__Task details__
Quote every item below word for word, omitting the pictures.

** start Material provided **

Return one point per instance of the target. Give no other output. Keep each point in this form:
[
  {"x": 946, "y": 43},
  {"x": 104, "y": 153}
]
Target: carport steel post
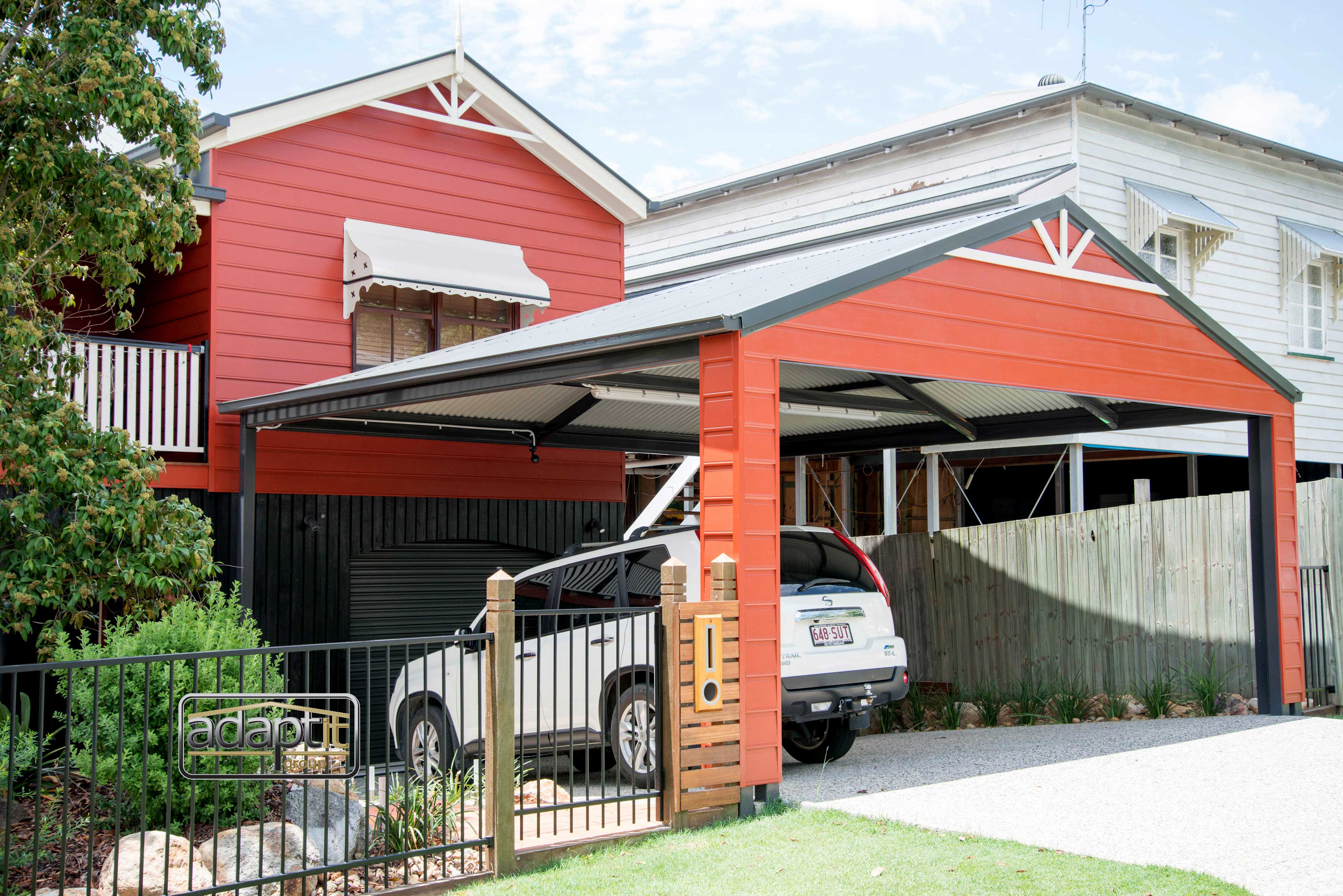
[{"x": 981, "y": 302}]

** end Material provided **

__Full solution__
Return one point per instance of the target. Give no other output. Keep each point in this form:
[
  {"x": 946, "y": 43},
  {"x": 104, "y": 153}
]
Target: carport steel post
[{"x": 981, "y": 302}]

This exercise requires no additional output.